Stored data:
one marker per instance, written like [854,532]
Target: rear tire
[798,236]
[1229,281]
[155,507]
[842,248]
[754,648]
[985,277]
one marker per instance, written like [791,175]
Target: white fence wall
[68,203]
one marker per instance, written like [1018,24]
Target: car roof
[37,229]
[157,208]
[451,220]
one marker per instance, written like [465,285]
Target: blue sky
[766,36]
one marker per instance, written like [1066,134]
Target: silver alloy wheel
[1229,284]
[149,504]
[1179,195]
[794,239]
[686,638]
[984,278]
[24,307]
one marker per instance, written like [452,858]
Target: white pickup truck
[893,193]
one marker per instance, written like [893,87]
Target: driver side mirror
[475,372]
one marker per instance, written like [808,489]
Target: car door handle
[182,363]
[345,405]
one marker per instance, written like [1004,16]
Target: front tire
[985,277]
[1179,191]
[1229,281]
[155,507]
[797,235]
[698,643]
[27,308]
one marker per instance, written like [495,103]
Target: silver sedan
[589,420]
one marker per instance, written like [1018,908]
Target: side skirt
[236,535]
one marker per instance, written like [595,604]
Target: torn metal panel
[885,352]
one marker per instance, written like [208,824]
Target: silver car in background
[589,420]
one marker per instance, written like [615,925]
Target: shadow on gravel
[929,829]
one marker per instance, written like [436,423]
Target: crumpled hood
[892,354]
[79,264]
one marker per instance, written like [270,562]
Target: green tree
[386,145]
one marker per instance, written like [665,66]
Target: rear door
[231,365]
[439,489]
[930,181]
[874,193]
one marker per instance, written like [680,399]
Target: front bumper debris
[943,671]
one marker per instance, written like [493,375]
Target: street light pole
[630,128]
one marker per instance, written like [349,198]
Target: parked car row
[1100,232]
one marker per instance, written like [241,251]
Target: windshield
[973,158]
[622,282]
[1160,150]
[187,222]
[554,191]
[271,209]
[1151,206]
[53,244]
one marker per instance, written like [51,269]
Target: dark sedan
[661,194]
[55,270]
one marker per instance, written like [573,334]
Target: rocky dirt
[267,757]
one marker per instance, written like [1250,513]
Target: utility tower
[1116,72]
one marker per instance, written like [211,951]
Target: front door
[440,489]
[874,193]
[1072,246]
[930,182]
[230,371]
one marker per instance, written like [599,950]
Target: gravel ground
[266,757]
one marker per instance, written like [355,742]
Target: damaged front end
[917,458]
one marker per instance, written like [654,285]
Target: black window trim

### [Problem to work on]
Revise the entries above so that every "Target" becomes "Object", with everything else left unchanged.

### [Exercise solution]
one marker per instance, written like [854,532]
Object: rear tire
[798,236]
[1229,281]
[155,507]
[842,248]
[754,648]
[985,277]
one marker per instance, written like [791,175]
Object: white fence wall
[68,203]
one marker per instance, written like [1018,24]
Object: car roof
[37,229]
[157,208]
[451,220]
one marker per instance, written like [465,285]
Object: blue sky
[766,36]
one marker per instance, written like [1066,134]
Object: silver alloy wheel
[1229,284]
[149,504]
[1179,195]
[794,239]
[686,638]
[984,278]
[24,307]
one marker per instance, written like [452,858]
Object: white pickup truck
[893,193]
one marker per instance, written like [893,87]
Object: driver side mirror
[475,372]
one marker per instance, written like [808,489]
Object: car door handle
[182,363]
[345,405]
one marker per instance, written like [1004,16]
Object: front tire
[985,277]
[1179,191]
[1229,281]
[155,507]
[797,235]
[698,643]
[27,308]
one marker per instance, written like [495,103]
Object: silver sedan
[589,420]
one marker per instance, written like [1018,908]
Object: side skirt
[236,535]
one marker per instance, written like [595,604]
Object: torn metal panel
[885,352]
one marker per instance, written like [208,824]
Object: silver car in background
[589,420]
one marker per instance, written like [615,925]
Object: shadow on gravel
[929,829]
one marker per instance, written like [436,423]
Object: crumpled hood
[892,354]
[79,264]
one marker per instance, written like [270,562]
Object: green tree
[386,145]
one marker per instance, written like [665,66]
Object: rear door
[231,365]
[439,489]
[930,181]
[874,193]
one marker per instance, written like [680,399]
Object: front bumper debris
[943,671]
one marker per instance, written like [493,375]
Object: street light pole
[630,128]
one marker per instance, written like [349,198]
Object: parked car row
[1100,232]
one marker per instance, written like [241,251]
Object: windshield
[973,158]
[622,282]
[1160,150]
[187,222]
[554,191]
[271,209]
[1151,206]
[53,244]
one marker per instance, written like [51,269]
Object: dark sedan
[661,194]
[55,270]
one marker per instance, written like [573,334]
Object: rocky dirt
[267,757]
one marker per instance, written like [1250,513]
Object: utility tower
[1116,72]
one marker per instance, written like [211,951]
Object: front door
[440,489]
[874,193]
[1072,246]
[930,182]
[230,371]
one marker per instance, written like [599,950]
Object: gravel ground
[266,757]
one marker per instance, written like [355,742]
Object: damaged front end
[917,458]
one marker per instance, written like [654,285]
Object: black window trim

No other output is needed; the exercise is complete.